REQUIREMENTS: Copy out every line of the material below word for word, changing nothing.

-- START OF MATERIAL TO PROCESS --

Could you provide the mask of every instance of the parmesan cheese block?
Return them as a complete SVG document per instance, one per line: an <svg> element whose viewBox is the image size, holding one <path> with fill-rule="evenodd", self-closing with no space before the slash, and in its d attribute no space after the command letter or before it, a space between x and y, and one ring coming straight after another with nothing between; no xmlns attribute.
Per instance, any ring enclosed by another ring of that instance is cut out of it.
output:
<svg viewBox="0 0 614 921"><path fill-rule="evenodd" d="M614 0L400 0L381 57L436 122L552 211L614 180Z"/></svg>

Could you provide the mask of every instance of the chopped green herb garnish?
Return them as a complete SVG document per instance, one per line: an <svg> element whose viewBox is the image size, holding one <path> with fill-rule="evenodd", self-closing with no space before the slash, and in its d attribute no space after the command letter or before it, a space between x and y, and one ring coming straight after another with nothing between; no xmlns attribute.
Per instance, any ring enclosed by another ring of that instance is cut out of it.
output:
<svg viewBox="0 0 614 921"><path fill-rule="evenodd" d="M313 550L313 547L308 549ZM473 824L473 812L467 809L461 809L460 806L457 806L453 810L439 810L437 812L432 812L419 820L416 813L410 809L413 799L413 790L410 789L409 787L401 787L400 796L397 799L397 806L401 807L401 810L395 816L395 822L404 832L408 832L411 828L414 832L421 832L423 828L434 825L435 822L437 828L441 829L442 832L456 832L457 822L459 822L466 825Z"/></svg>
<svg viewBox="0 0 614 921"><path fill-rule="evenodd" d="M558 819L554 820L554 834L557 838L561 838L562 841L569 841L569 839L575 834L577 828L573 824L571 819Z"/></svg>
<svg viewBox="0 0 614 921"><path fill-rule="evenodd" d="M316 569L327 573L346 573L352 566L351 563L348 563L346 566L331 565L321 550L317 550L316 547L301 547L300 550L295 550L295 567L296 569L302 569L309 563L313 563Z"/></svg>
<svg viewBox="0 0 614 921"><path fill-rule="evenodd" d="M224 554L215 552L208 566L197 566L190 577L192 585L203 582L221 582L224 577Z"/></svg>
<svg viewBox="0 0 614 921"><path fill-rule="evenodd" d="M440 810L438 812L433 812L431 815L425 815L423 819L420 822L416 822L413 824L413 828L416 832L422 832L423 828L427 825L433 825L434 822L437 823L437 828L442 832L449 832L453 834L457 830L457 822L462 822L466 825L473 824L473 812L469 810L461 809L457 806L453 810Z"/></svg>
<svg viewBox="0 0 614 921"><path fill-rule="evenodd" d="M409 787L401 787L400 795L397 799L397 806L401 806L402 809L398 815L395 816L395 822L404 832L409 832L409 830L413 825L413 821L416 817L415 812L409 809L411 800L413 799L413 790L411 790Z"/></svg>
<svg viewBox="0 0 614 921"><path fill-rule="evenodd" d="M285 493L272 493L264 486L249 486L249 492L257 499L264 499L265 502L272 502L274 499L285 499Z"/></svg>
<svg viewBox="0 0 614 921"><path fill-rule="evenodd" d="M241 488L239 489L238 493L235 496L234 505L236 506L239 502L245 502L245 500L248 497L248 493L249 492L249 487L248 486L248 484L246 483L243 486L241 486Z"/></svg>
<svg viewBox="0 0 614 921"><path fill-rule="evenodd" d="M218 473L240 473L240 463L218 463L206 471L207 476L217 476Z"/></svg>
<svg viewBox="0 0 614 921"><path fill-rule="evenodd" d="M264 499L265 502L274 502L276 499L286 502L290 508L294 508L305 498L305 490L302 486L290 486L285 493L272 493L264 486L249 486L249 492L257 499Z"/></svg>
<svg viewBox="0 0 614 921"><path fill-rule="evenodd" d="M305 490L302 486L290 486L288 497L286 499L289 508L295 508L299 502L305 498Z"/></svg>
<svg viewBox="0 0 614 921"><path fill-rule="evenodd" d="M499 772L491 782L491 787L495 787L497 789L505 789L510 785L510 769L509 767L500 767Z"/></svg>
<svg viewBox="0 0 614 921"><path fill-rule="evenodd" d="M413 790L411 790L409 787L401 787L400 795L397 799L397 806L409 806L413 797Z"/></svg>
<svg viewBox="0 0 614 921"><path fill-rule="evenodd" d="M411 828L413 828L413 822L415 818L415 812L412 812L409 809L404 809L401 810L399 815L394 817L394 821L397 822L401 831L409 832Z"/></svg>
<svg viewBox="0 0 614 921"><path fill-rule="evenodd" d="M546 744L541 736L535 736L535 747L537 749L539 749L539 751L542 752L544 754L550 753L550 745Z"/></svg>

-- END OF MATERIAL TO PROCESS --

SOLUTION FOR THIS PROBLEM:
Could you provide the mask of every instance of the parmesan cheese block?
Return them as a complete SVG document per instance, one per line: an <svg> element whose viewBox is the image size, holding one <path> with fill-rule="evenodd", self-closing with no space before the slash, and in its d attribute no space after the command letter or before it, a space between x and y, and one ring coming straight after another with nothing between; no xmlns attribute.
Per instance, any ring enclosed by another ring of that instance is cut out of it.
output:
<svg viewBox="0 0 614 921"><path fill-rule="evenodd" d="M614 0L400 0L381 57L436 122L552 211L614 180Z"/></svg>

Could you provide the mask of every instance of the chopped green herb garnish?
Return them as a complete SVG document per instance, one per line: an <svg> element whose viewBox is the image size, holding one <path> with fill-rule="evenodd", self-closing with no space before the slash, and in its d attribute no space after the command letter or before it, a space between x and y, and one ring coming straight after another with nothing between; no xmlns attribute.
Per instance, any ring enclosed by another ring of that instance is cut out of it.
output:
<svg viewBox="0 0 614 921"><path fill-rule="evenodd" d="M313 550L313 547L308 549ZM473 824L473 812L467 809L461 809L460 806L457 806L453 810L439 810L437 812L432 812L419 820L416 813L410 809L413 799L413 790L410 789L409 787L401 787L400 796L397 799L397 806L401 807L401 810L395 816L395 822L404 832L408 832L411 828L414 832L421 832L423 828L434 825L435 822L437 828L441 829L442 832L456 832L457 822L459 822L466 825Z"/></svg>
<svg viewBox="0 0 614 921"><path fill-rule="evenodd" d="M558 819L554 820L554 834L557 838L561 838L562 841L569 841L569 839L575 834L577 828L573 824L571 819Z"/></svg>
<svg viewBox="0 0 614 921"><path fill-rule="evenodd" d="M316 569L327 573L346 573L352 566L351 563L348 563L346 566L331 565L321 550L317 550L316 547L301 547L300 550L295 550L295 567L296 569L302 569L309 563L313 563Z"/></svg>
<svg viewBox="0 0 614 921"><path fill-rule="evenodd" d="M224 554L215 552L208 566L197 566L190 577L192 585L203 582L221 582L224 577Z"/></svg>
<svg viewBox="0 0 614 921"><path fill-rule="evenodd" d="M440 810L438 812L433 812L431 815L425 815L423 819L420 822L416 822L413 824L413 828L416 832L422 832L423 828L427 825L433 825L434 822L437 823L437 828L442 832L449 832L453 834L457 830L457 822L462 822L466 825L473 824L473 812L469 810L461 809L457 806L453 810Z"/></svg>
<svg viewBox="0 0 614 921"><path fill-rule="evenodd" d="M409 787L401 787L400 795L397 799L397 806L401 806L402 809L398 815L395 816L395 822L404 832L409 832L409 830L413 825L413 821L416 817L415 812L409 809L411 800L413 799L413 790L411 790Z"/></svg>
<svg viewBox="0 0 614 921"><path fill-rule="evenodd" d="M285 493L272 493L264 486L249 486L249 492L257 499L264 499L265 502L272 502L274 499L285 499Z"/></svg>
<svg viewBox="0 0 614 921"><path fill-rule="evenodd" d="M241 488L239 489L238 493L235 496L234 505L236 506L239 502L245 502L245 500L248 497L248 493L249 492L249 487L248 486L248 484L246 483L243 486L241 486Z"/></svg>
<svg viewBox="0 0 614 921"><path fill-rule="evenodd" d="M218 473L240 473L240 463L218 463L206 471L207 476L217 476Z"/></svg>
<svg viewBox="0 0 614 921"><path fill-rule="evenodd" d="M264 499L265 502L274 502L276 499L286 502L290 508L294 508L305 498L305 490L302 486L290 486L285 493L272 493L264 486L249 486L249 492L257 499Z"/></svg>
<svg viewBox="0 0 614 921"><path fill-rule="evenodd" d="M305 490L302 486L290 486L288 497L286 499L289 508L295 508L299 502L305 498Z"/></svg>
<svg viewBox="0 0 614 921"><path fill-rule="evenodd" d="M499 772L491 782L491 787L495 787L497 789L505 789L510 785L510 769L509 767L500 767Z"/></svg>
<svg viewBox="0 0 614 921"><path fill-rule="evenodd" d="M413 790L411 790L409 787L401 787L400 795L397 799L397 806L409 806L413 797Z"/></svg>
<svg viewBox="0 0 614 921"><path fill-rule="evenodd" d="M411 828L413 828L413 822L415 818L415 812L412 812L409 809L404 809L401 810L399 815L394 817L394 821L397 822L401 831L409 832Z"/></svg>
<svg viewBox="0 0 614 921"><path fill-rule="evenodd" d="M546 744L541 736L535 736L535 747L537 749L539 749L539 751L542 752L544 754L550 753L550 745Z"/></svg>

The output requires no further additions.